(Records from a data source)

▬▬▬▬▬▬▬▬▬▬

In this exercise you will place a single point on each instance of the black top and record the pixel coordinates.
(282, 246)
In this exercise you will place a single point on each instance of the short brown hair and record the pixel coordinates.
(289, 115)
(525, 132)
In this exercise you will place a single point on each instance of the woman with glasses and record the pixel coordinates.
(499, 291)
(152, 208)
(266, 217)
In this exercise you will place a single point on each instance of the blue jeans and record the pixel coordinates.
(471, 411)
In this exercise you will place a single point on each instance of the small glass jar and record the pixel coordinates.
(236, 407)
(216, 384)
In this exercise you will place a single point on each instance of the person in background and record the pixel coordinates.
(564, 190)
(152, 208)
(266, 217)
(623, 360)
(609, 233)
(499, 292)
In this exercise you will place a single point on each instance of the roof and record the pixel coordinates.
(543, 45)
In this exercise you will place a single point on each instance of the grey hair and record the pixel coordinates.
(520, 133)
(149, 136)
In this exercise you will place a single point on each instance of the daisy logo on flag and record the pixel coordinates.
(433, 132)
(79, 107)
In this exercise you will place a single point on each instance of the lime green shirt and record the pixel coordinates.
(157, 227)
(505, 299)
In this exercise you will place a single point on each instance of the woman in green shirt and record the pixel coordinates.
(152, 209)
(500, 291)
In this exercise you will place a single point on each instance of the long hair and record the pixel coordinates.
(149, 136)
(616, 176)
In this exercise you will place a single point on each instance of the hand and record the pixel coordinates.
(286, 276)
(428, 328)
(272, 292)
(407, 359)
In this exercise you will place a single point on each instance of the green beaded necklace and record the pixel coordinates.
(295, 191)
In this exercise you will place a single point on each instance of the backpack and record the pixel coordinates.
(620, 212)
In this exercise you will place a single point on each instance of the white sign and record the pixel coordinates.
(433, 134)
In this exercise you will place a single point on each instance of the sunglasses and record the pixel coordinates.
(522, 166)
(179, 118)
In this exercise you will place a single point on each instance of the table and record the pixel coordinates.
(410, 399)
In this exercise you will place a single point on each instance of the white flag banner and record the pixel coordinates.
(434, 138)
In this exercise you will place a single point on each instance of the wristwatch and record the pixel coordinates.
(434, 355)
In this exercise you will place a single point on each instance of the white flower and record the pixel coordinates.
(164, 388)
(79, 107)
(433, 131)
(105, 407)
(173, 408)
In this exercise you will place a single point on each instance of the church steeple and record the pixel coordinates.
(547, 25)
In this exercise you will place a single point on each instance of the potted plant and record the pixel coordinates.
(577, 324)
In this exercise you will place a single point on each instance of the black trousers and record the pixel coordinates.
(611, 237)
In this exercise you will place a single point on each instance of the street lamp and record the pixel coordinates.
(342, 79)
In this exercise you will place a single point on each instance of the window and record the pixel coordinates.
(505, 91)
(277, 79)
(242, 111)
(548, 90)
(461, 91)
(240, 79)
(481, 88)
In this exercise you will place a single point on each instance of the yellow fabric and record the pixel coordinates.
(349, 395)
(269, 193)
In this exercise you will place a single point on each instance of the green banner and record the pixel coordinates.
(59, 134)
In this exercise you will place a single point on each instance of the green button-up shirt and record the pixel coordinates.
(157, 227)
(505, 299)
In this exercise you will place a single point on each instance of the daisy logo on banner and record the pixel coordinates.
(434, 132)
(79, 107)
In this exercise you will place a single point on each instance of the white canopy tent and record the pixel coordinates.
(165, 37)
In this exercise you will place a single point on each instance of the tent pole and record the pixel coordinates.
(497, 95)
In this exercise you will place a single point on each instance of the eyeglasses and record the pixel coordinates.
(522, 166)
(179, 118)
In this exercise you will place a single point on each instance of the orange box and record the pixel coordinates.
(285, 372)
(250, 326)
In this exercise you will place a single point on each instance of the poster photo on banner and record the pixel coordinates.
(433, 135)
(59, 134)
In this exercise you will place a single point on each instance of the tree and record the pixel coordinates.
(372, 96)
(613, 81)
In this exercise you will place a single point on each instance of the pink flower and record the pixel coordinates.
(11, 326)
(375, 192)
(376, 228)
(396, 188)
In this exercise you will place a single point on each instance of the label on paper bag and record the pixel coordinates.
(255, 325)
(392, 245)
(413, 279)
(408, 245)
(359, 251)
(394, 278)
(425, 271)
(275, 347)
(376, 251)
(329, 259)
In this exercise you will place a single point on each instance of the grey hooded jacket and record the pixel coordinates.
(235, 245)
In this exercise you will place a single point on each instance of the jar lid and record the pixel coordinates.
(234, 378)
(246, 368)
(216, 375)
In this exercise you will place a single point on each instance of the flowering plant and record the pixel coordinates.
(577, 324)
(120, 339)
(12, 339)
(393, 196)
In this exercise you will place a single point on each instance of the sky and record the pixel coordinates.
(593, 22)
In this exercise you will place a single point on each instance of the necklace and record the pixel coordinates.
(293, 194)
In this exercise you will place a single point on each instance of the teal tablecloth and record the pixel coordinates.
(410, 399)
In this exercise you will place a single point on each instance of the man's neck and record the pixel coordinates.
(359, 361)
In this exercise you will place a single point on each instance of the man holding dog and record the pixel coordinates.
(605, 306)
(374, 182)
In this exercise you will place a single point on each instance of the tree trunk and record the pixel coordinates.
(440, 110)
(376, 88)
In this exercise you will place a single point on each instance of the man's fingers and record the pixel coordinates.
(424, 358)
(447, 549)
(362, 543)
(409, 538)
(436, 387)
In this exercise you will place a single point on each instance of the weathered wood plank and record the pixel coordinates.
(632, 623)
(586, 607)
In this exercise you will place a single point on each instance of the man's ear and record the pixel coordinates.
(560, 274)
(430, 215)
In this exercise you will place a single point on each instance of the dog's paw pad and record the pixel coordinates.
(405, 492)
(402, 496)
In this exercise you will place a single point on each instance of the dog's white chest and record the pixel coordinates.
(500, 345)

▬▬▬▬▬▬▬▬▬▬

What you need to do ▸
Reproduce the entries exactly, dropping nothing.

Task solution ▸
In this exercise you will place a single point on each instance of the black top and record the pixel coordinates.
(282, 246)
In this exercise you will place a single point on each instance of the short brown hair and record the pixel coordinates.
(289, 115)
(525, 132)
In this exercise you will place a single point on each instance of the woman with glasses and record the pixel coordinates.
(499, 291)
(152, 208)
(266, 217)
In this exercise you will place a single point on each instance of the blue jeans and record the pixel coordinates.
(471, 411)
In this exercise you will place a single point on each instance of the small glass jar and record the pixel coordinates.
(236, 407)
(216, 384)
In this exercise you will place a single point on each instance of the person in background and record the pixel coordinates.
(564, 190)
(152, 208)
(266, 217)
(623, 360)
(609, 233)
(499, 292)
In this exercise you will place a single point on each instance of the roof and record the pixel coordinates.
(543, 45)
In this exercise you will place a single point on each instance of the grey hair and record the pixel coordinates.
(520, 133)
(149, 136)
In this exercise you will place a single point on each instance of the daisy logo on flag and record the pixel coordinates.
(433, 132)
(79, 107)
In this exercise you will place a single point on each instance of the lime green shirt and record the pixel coordinates.
(157, 227)
(505, 299)
In this exercise you will place a single point on each instance of the woman in green shirt and record the pixel coordinates.
(152, 209)
(500, 291)
In this exercise you will place a single point on each instance of the long hair and record the pixel coordinates.
(149, 136)
(616, 176)
In this exercise you will place a single point on each instance of the hand and record the pixel coordinates.
(286, 276)
(428, 328)
(272, 292)
(407, 359)
In this exercise you will place a single point on each instance of the green beaded necklace and record the pixel coordinates.
(295, 191)
In this exercise you will place a single point on each instance of the backpack and record the pixel coordinates.
(620, 212)
In this exercise you will place a single point on each instance of the white sign and record the pixel coordinates.
(433, 134)
In this exercise you will place a single point on each instance of the sunglasses and record the pixel coordinates.
(522, 166)
(179, 118)
In this exercise you will place a single point on each instance of the table and record the pixel coordinates.
(410, 399)
In this exercise you will place a single point on each instance of the white flag banner and record the pixel coordinates.
(434, 138)
In this exercise you will place a single point on each instance of the wristwatch and record the pixel coordinates.
(434, 355)
In this exercise you will place a single point on each instance of the white flower and record the pixel coordinates.
(164, 388)
(79, 107)
(433, 131)
(105, 407)
(173, 408)
In this exercise you will place a single point on each instance of the church steeple and record the pixel coordinates.
(547, 25)
In this exercise you will place a single point on each instance of the potted plant and record the pixel coordinates.
(577, 324)
In this exercise you will place a single point on each instance of the black trousers and record the pixel coordinates.
(611, 237)
In this exercise you will place a single point on each instance of the street lamp and record the pixel coordinates.
(342, 79)
In this exercise you will place a single point on each instance of the window and record the pixel coordinates.
(505, 91)
(277, 79)
(242, 111)
(548, 90)
(461, 91)
(240, 79)
(481, 88)
In this exercise you will place a single point on each instance of the yellow fabric and record the pixel coordinates.
(349, 395)
(269, 193)
In this exercise you will place a single point on each instance of the green banner and record the pixel coordinates.
(59, 134)
In this exercise you will place a single point on each instance of the green button-up shirt and record the pixel coordinates.
(157, 227)
(505, 299)
In this exercise you will place a single point on each instance of the daisy logo on banner and record the pixel coordinates.
(434, 132)
(79, 107)
In this exercise you will place a single point on each instance of the white canopy tent and record the pixel coordinates.
(165, 37)
In this exercise you will place a single point on each instance of the tent pole and record the pixel coordinates.
(497, 95)
In this exercise you will place a single point on each instance of the eyeglasses and record the pixel coordinates.
(522, 166)
(179, 118)
In this exercise you will place a single point on each instance of the orange box and record the pixel coordinates.
(285, 372)
(250, 326)
In this exercise you will place a single point on each instance of the poster photo on banner and record the pixel coordinates.
(433, 135)
(59, 134)
In this exercise you will place a single point on each instance of the tree and record the pixel coordinates.
(372, 96)
(613, 81)
In this exercise you will place a single point on each instance of the pink flower and record the pixel coordinates.
(11, 326)
(375, 192)
(376, 228)
(396, 188)
In this exercise you will place a single point on each instance of the label on paper bag and record the pixel coordinates.
(255, 325)
(392, 245)
(413, 279)
(408, 245)
(359, 251)
(394, 278)
(425, 271)
(275, 347)
(376, 251)
(329, 259)
In this exercise you will place a single point on each instance of the grey hooded jacket and record the pixel coordinates.
(235, 245)
In this exercise you will place a single point on each instance of the jar lid and record the pixel coordinates.
(234, 378)
(246, 368)
(216, 375)
In this exercise you will place a single point on each instance of the flowering plant and record the pixel coordinates.
(577, 324)
(120, 339)
(12, 339)
(393, 196)
In this exercise you will place a single point on each instance of the sky and record the pixel coordinates.
(593, 22)
In this exercise you will place a single point on each instance of the necklace and record the pixel coordinates.
(293, 194)
In this exercise you will place a single point on each instance of the teal tablecloth and record the pixel coordinates.
(410, 399)
In this exercise you will place a single point on each instance of the man's neck and record the pixel coordinates.
(359, 361)
In this exercise you will place a single point on each instance of the man holding dog and record the pixel coordinates.
(605, 306)
(374, 182)
In this exercise you will place a single point on each instance of the tree trunk and record the pixel coordinates.
(440, 110)
(376, 88)
In this exercise you will place a single point on each instance of the man's fingers and record the pixel coordinates.
(424, 358)
(447, 549)
(362, 543)
(409, 538)
(436, 387)
In this exercise you will place a single point on each instance of the weathered wood plank and record the pixel coordinates.
(632, 623)
(586, 607)
In this exercise you will place a single point on each instance of the man's ear and record the pixel coordinates.
(560, 274)
(430, 215)
In this exercise you will place a single point on each instance of the dog's paw pad and record the pixel coordinates.
(405, 492)
(402, 496)
In this exercise you will place a single point on each instance of the dog's white chest and record the pixel coordinates.
(500, 345)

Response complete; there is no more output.